#### Exercises
A. Copy out the passage on Farkas' lemma and optimizer multipliers word for word, in full.
B. Start at the row containing "I'm wondering where in this drawing the bed" and end after the row containing "0,343 -> 640,427", and reproduce only those rows, requests included. Multiply each box coordinate in the answers by 1.5 and round to the nearest whole number, with halves rounded up.
>> START Given passage
Farkas’ lemma (Farkas 2009) [https://rutcor.rutgers.edu/~prekopa/FARKAS.pdf] supplies the infeasibility certificate: a vector \(y\) lies in the positive cone spanned by constraint normals if and only if a separating linear functional exists. In optimizer terms, if a gradient \(g\) points outside of the feasible cone, one can write \(g = A^\top \lambda\) with \(\lambda \geq 0\), allowing the multiplier vector \(\lambda\) to be interpreted as a scaling factor that tempers those offending components. The MINOS solver’s decomposition (Stanford SOL 1978) [http://stanford.edu/group/SOL/papers/minos-math-prog-1978.pdf] built linearizations that preserved this cone structure and solved reduced multipliers before updating primal variables, revealing the same structure now encoded implicitly inside clipping, projection, and penalty rules. Modern optimizers therefore integrate the KKT multipliers as learned statistics: moving along the gradient becomes a projection onto the feasible cone described by all constraints, and duality ensures that this projection is the shortest path, just like the Brachystochrone path is the shortest time.

This is the connection between continuous control and discrete optimization: the “control” \(u(t)\) in Varaiya’s notes is the incarnation of the KKT multipliers \(\lambda, \nu\) in the optimizer’s preconditioner. The discretization accumulates the Lagrangian cost \(\sum_t L(\theta_t, \lambda_t, \nu_t)\), so efficient optimizers learn multipliers that keep updates both feasible and sharp with respect to the constraint geometry.

Parameterization adaptivity and Newton-Schulz orthogonalization¶

The remaining link is making sure the optimizer tracks the parameterization scale from the architecture. A change of variables \(\theta \mapsto c\theta\) scales gradients by \(c\), so a fixed learning rate overshoots unless the optimizer re-scales per coordinate. Layer-wise adaptivity solves that via first and second moments: \(m_t\) tracks the decayed mean of gradients, \(v_t\) tracks the decayed mean of squared gradients, and a base learning rate \(\alpha_t\) orchestrates the step size.
>> END Given passage
>> START Task inputs
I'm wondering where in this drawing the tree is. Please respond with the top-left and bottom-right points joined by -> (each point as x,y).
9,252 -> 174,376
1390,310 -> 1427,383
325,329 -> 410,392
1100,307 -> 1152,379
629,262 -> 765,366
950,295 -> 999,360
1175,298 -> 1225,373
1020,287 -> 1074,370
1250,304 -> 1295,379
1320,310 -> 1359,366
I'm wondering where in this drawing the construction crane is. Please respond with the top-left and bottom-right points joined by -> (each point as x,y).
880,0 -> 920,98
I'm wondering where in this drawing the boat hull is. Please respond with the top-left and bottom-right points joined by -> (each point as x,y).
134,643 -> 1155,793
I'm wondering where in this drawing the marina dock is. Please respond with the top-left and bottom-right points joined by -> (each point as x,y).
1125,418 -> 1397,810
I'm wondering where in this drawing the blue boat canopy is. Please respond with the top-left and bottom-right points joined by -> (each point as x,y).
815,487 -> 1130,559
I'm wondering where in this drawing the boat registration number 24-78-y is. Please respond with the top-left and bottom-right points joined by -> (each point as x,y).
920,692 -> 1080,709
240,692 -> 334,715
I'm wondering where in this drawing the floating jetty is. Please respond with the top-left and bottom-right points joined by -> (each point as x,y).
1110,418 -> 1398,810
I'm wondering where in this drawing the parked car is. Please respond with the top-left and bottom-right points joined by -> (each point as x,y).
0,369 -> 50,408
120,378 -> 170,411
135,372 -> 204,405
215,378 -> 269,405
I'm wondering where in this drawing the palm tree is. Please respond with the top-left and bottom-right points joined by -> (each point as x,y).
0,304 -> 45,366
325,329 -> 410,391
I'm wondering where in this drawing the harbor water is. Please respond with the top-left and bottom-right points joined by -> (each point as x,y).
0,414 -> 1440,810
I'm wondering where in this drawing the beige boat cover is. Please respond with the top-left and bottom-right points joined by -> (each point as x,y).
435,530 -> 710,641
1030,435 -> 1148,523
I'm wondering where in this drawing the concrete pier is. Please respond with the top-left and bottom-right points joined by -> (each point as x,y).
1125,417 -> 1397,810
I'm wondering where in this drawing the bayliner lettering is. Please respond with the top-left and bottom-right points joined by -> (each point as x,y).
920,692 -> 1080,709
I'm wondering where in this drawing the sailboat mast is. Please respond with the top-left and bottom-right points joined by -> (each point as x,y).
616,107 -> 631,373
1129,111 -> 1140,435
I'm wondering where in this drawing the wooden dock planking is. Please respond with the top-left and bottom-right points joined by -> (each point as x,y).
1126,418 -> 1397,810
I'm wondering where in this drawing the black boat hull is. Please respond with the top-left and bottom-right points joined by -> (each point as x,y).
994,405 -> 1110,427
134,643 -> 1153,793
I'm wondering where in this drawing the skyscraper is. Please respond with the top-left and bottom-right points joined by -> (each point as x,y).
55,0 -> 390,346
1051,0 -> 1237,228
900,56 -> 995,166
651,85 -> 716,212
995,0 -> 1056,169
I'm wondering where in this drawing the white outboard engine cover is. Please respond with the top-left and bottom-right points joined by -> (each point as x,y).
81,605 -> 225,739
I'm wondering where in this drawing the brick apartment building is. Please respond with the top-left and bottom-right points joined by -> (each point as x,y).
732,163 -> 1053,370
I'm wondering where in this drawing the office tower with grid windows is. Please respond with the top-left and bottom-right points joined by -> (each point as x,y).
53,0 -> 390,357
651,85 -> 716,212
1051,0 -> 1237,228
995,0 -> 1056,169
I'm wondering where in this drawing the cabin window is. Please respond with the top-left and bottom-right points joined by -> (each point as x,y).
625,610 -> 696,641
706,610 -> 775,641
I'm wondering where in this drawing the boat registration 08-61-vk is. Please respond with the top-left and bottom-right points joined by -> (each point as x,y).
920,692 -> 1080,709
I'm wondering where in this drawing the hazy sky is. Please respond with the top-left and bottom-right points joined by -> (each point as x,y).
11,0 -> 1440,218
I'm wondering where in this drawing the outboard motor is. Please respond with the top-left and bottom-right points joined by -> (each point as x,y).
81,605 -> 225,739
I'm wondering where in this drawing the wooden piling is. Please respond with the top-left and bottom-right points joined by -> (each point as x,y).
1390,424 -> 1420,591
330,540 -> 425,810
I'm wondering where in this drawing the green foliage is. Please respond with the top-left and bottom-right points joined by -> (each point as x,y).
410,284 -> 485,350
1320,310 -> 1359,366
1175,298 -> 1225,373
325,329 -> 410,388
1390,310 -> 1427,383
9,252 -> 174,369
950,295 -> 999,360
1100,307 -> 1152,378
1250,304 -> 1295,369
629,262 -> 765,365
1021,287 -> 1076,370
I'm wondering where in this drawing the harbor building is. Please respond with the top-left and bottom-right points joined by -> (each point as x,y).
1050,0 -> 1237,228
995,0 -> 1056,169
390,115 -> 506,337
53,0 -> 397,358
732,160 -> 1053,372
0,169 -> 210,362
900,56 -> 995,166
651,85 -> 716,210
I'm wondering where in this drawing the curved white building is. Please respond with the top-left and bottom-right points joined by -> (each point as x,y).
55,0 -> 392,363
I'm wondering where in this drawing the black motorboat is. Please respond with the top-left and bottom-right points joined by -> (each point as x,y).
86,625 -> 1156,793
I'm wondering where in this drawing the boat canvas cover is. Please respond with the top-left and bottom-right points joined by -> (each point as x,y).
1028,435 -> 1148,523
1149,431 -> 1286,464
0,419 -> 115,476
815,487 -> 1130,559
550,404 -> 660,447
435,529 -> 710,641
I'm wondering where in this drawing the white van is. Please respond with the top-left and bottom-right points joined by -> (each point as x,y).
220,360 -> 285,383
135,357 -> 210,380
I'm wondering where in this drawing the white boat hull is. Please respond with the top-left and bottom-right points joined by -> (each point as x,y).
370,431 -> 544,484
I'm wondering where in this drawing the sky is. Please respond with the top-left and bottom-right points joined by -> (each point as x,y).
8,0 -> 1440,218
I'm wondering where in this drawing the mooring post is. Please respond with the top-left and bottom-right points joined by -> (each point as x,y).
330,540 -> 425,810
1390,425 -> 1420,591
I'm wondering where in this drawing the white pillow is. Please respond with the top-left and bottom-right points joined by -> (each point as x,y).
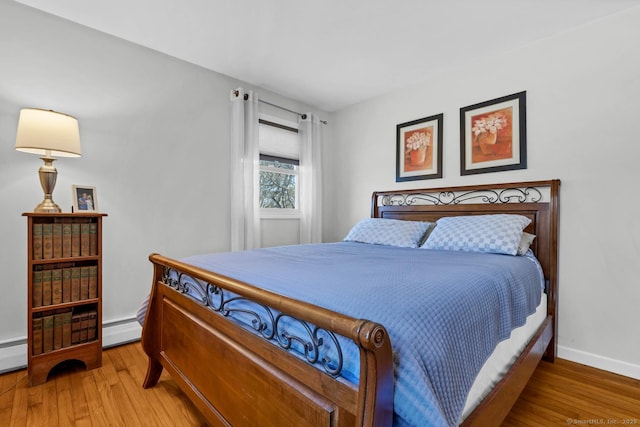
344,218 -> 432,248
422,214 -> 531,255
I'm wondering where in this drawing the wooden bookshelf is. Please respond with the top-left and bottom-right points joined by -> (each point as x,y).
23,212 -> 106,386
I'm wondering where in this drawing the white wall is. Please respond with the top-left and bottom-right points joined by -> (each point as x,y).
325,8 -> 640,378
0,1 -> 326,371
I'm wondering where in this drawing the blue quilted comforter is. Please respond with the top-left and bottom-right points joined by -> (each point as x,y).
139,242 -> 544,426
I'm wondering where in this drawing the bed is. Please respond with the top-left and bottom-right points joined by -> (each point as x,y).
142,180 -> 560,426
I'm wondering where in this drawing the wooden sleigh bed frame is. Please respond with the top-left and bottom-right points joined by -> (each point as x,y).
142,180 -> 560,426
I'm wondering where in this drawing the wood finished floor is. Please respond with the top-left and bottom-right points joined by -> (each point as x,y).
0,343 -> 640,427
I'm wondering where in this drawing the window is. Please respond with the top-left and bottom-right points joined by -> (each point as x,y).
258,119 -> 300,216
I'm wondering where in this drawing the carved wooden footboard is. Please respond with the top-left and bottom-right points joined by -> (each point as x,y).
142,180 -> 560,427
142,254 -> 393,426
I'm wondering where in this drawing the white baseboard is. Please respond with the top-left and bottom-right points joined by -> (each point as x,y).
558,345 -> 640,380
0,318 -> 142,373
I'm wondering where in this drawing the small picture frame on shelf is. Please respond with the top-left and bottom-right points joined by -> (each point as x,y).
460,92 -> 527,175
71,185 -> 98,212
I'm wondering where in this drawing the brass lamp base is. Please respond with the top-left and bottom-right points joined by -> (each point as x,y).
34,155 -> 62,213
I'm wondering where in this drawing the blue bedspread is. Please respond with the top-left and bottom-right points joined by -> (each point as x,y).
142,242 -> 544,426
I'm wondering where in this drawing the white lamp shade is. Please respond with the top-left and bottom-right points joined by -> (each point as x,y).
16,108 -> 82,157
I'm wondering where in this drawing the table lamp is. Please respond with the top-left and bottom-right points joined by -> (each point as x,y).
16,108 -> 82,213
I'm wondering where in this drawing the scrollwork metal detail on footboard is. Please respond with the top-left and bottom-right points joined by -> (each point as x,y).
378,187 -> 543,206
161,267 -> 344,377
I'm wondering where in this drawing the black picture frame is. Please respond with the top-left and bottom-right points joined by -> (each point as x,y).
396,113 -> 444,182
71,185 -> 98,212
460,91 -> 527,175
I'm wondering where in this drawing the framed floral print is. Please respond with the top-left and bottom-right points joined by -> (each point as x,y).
>> END Task inputs
#### Per-task outputs
A.
Farkas’ lemma (Farkas 2009) [https://rutcor.rutgers.edu/~prekopa/FARKAS.pdf] supplies the infeasibility certificate: a vector \(y\) lies in the positive cone spanned by constraint normals if and only if a separating linear functional exists. In optimizer terms, if a gradient \(g\) points outside of the feasible cone, one can write \(g = A^\top \lambda\) with \(\lambda \geq 0\), allowing the multiplier vector \(\lambda\) to be interpreted as a scaling factor that tempers those offending components. The MINOS solver’s decomposition (Stanford SOL 1978) [http://stanford.edu/group/SOL/papers/minos-math-prog-1978.pdf] built linearizations that preserved this cone structure and solved reduced multipliers before updating primal variables, revealing the same structure now encoded implicitly inside clipping, projection, and penalty rules. Modern optimizers therefore integrate the KKT multipliers as learned statistics: moving along the gradient becomes a projection onto the feasible cone described by all constraints, and duality ensures that this projection is the shortest path, just like the Brachystochrone path is the shortest time.

This is the connection between continuous control and discrete optimization: the “control” \(u(t)\) in Varaiya’s notes is the incarnation of the KKT multipliers \(\lambda, \nu\) in the optimizer’s preconditioner. The discretization accumulates the Lagrangian cost \(\sum_t L(\theta_t, \lambda_t, \nu_t)\), so efficient optimizers learn multipliers that keep updates both feasible and sharp with respect to the constraint geometry.

Parameterization adaptivity and Newton-Schulz orthogonalization¶

The remaining link is making sure the optimizer tracks the parameterization scale from the architecture. A change of variables \(\theta \mapsto c\theta\) scales gradients by \(c\), so a fixed learning rate overshoots unless the optimizer re-scales per coordinate. Layer-wise adaptivity solves that via first and second moments: \(m_t\) tracks the decayed mean of gradients, \(v_t\) tracks the decayed mean of squared gradients, and a base learning rate \(\alpha_t\) orchestrates the step size.

B.
I'm wondering where in this drawing the bed is. Please respond with the top-left and bottom-right points joined by -> (each point as x,y).
213,270 -> 840,639
I'm wondering where in this drawing the wooden sleigh bed frame is. Please respond with the top-left and bottom-right points joined by -> (each point as x,y).
213,270 -> 840,639
I'm wondering where in this drawing the wood finished floor is. Please respond with the top-left and bottom-right points joined by -> (each point as x,y).
0,515 -> 960,641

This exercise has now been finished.